▶ _SOURCE RECORDS_:
※

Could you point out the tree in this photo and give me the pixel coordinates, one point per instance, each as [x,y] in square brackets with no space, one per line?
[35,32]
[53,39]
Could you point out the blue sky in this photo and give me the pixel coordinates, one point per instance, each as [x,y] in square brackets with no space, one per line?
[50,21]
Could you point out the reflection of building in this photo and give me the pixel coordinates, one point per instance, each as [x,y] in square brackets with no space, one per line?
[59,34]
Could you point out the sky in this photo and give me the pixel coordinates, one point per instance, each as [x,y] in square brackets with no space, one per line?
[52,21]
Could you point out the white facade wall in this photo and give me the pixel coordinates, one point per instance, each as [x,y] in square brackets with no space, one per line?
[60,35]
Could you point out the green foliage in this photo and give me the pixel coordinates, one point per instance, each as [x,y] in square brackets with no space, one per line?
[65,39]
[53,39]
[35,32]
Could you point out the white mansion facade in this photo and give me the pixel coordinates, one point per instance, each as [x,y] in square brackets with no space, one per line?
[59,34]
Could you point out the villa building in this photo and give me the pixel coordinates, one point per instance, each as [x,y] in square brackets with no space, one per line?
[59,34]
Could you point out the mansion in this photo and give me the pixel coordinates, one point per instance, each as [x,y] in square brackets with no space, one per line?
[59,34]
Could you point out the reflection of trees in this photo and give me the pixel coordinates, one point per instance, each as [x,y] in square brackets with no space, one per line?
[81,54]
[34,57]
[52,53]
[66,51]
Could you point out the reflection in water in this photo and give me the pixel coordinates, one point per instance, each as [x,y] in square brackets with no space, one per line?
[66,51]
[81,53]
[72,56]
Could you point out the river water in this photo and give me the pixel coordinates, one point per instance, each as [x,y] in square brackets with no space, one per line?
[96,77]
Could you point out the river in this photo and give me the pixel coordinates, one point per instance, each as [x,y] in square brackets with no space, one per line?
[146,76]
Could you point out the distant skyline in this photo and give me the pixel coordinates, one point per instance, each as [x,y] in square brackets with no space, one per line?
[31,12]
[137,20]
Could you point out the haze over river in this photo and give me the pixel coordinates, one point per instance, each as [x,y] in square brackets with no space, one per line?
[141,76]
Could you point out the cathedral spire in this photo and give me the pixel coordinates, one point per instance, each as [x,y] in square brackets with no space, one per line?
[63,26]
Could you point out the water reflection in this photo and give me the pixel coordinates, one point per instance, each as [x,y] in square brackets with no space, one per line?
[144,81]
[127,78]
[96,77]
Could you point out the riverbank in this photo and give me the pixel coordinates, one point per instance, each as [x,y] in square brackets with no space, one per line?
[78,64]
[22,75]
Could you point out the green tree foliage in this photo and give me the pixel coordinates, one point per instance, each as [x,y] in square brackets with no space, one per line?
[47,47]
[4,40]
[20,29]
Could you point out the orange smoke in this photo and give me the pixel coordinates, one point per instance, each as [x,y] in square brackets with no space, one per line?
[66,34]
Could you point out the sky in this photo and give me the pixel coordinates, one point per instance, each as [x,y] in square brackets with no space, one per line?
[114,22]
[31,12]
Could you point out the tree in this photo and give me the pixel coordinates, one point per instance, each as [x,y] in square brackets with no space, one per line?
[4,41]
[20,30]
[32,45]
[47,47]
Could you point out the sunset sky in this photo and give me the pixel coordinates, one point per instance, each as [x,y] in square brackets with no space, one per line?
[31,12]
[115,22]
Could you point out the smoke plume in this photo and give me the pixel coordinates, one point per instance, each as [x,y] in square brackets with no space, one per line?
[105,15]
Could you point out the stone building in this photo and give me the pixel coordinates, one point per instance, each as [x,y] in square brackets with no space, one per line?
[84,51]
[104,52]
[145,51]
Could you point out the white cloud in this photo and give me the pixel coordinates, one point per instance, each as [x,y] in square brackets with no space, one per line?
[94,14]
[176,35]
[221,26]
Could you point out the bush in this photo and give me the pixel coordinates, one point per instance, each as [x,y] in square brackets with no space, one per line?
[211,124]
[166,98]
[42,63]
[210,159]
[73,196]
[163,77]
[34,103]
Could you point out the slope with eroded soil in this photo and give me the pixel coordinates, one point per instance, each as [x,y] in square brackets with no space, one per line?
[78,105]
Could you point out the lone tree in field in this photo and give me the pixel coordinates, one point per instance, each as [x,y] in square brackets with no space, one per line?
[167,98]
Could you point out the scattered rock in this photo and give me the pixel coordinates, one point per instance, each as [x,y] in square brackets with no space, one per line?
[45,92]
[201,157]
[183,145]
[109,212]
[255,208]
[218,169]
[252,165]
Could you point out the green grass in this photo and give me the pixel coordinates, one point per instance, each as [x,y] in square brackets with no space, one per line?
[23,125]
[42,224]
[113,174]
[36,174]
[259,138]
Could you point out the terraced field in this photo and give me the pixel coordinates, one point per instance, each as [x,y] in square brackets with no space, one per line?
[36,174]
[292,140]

※

▶ _WHAT THE EXERCISE ASKS_: Each line of the data is to be transcribed exactly, with nothing left out.

▶ _RESPONSE AREA_:
Could you point out the tree in this photo and give me the pixel coordinates, one point per instance, each as [x,y] in square brackets with no space, one per line?
[35,32]
[53,39]
Could you point out the blue sky in this photo and give me the pixel coordinates, one point per instance, each as [x,y] in square brackets with no space, one per line?
[50,21]
Could you point out the reflection of building in this photo and give me the pixel coordinates, one point per instance, each as [x,y] in square brackets with no space, one per line?
[59,34]
Could you point out the sky in this photo and give me the pixel coordinates, one point per instance, each as [x,y] in square brackets with no space, one per line?
[52,21]
Could you point out the white facade wall in this photo and give me the pixel coordinates, one point per instance, each as [x,y] in square brackets with no space, one per line?
[60,35]
Could you point out the green foliage in this photo and give me the pixel coordinates, one point per instance, each as [x,y] in square brackets with no space, one per line?
[65,39]
[53,39]
[35,32]
Could you point out the white mansion facade in this photo and give me the pixel coordinates, one point per instance, each as [x,y] in square brackets with no space, one per line?
[59,34]
Could you point out the villa building in this photo and give me the pixel coordinates, one point per instance, each as [x,y] in square brackets with no space, one per line?
[59,34]
Could you point out the mansion in this photo and give me the pixel coordinates, one point per instance, each as [x,y] in square brackets with no space, one per line?
[59,34]
Could you point out the reflection of trees in this photo and give me the pixel coordinates, one point per instance, each as [x,y] in square brackets with no space, one per line?
[81,54]
[34,57]
[52,53]
[66,51]
Could you point out the reflection in water in this photo and give me the pixel coordinates, one point per instance, each as [x,y] in square brackets with no space, one per line?
[66,51]
[81,53]
[72,56]
Could you point out the river water in this photo and give me the pixel coordinates, one point per instance, each as [x,y] in square brackets with no space, one per line?
[96,77]
Could you point out the river in this photo and give me the pixel coordinates, one point per instance, each as [x,y] in square brackets with no space, one per line?
[146,76]
Could you point out the distant skyline in this photo and give me the pixel coordinates, one point per instance, each as [x,y] in square brackets with no space, one per line?
[31,12]
[137,20]
Could you point out the haze over river in this photo and give me the pixel coordinates, one point per instance, each as [x,y] in square brackets with no space, one per line?
[141,76]
Could you point out the cathedral spire in this photo and give me the pixel coordinates, one point per instance, each as [x,y] in square brackets with no space, one per line?
[63,26]
Could you point out the water reflection in this photo and give me the pixel coordinates, one point per instance, each as [x,y] in square brackets with no space, one per line?
[144,81]
[127,78]
[96,77]
Could you point out the riverbank in this photo and give me the pixel coordinates, one point per instance, each as [x,y] in square brackets with no space, one per line?
[78,64]
[22,75]
Could you point out the green tree foliage in this photo and give me the pixel coordinates, one point per instance, each as [x,y] in square brackets with no space, one per line?
[47,47]
[4,40]
[20,29]
Could you point out the orange smoke in this photo and give me the pixel coordinates, one point per instance, each as [x,y] in square brackets with no space, one per line?
[66,34]
Could you point out the sky in this photo and give me the pixel coordinates, one point per instance, each as [x,y] in square brackets with no space, one per line?
[114,22]
[31,12]
Could you point out the tree in this photo and give me the pixel coordinates, one point per instance, each as [x,y] in square brackets with no space, one per line?
[4,41]
[20,30]
[32,45]
[47,47]
Could you point out the sunset sky in this photo and give me the pixel coordinates, one point per instance, each as [x,y] in square brackets with no space, one per line?
[31,12]
[115,22]
Could you point out the smoke plume in this photo and give me the pixel coordinates, one point per instance, each as [x,y] in square brackets with no space, one per line?
[105,15]
Could you point out the stone building in this photo and give me the pixel coordinates, one point per instance, each as [x,y] in square brackets with no space, one per line?
[84,51]
[104,52]
[145,51]
Could you point out the white cloud in this photo and give me the pixel coordinates, one point per instance, each as [x,y] in square brackets with no space, one per line?
[94,14]
[176,35]
[221,26]
Could you point out the bush in this photo and give me the pixel coordinates, one point per instance, each as [x,y] in square brackets with no space, one per line?
[211,124]
[166,98]
[42,63]
[210,159]
[73,196]
[163,77]
[34,103]
Could you point out the slope with eroded soil in this photo and give me the pixel coordinates, one point per instance, each as [x,y] in square brackets with no space, one per line?
[78,105]
Could you point out the lone tree in field in this photo and give me the pixel coordinates, one point per instance, each as [x,y] in square brackets with no space, one per line?
[167,98]
Could you point out the scattered rock in this photo and give me the pixel coordinates, one point per instance, each as [x,y] in square brackets with no space, one per line?
[45,92]
[201,157]
[183,145]
[109,212]
[255,208]
[218,169]
[252,165]
Could you point out the green grass in this photo and give me the pixel coordinates, one point per instance, each as [x,y] in square brackets with no space, one per line?
[23,125]
[42,224]
[113,174]
[36,174]
[259,138]
Could you point out the terraced field in this photo and give me the pixel coordinates, one point per instance, each as [x,y] in square brackets with no space, one per line?
[36,174]
[292,140]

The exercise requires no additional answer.